▸ **Work instructions**
Reproduce the data below without any change, from the line containing "An instance of the **green" through the line containing "Target: **green seedling plant**", with both of those lines included.

▸ **Data for processing**
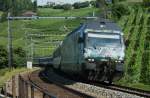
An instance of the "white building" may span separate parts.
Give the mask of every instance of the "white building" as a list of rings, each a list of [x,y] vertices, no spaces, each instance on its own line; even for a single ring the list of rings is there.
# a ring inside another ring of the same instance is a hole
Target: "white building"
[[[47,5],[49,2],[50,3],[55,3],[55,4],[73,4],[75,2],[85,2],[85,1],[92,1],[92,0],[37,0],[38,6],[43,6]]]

---

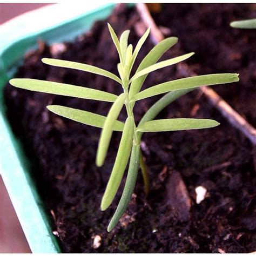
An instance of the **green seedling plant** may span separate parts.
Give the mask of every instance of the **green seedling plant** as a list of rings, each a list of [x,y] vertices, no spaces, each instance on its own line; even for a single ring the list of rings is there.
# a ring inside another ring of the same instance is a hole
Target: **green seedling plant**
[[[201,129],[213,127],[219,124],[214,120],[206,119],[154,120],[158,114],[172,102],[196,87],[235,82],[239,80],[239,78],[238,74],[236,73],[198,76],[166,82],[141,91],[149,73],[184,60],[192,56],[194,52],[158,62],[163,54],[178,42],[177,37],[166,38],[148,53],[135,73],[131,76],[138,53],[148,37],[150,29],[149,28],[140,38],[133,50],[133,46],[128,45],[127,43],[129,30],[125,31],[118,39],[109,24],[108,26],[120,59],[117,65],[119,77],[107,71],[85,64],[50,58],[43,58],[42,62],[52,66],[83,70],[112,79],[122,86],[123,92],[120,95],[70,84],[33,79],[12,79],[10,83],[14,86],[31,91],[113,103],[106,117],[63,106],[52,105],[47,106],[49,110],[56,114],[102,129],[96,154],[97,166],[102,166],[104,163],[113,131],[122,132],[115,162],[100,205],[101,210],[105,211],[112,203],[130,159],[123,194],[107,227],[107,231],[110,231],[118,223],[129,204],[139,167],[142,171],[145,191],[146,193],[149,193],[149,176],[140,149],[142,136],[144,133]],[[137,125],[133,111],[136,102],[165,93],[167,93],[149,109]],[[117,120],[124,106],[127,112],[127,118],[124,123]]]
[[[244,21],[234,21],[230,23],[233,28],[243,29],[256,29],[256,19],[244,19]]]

▸ **Correct response**
An instance of the **green seedling plant** may span separate parts.
Give the mask of every instance of the **green seedling plant** as a list of rings, each a list of [x,y] vertices, no spaces, each instance on its own line; even for a single ring the list of rings is there.
# a ring inside another ring of the same instance is a hole
Target: **green seedling plant**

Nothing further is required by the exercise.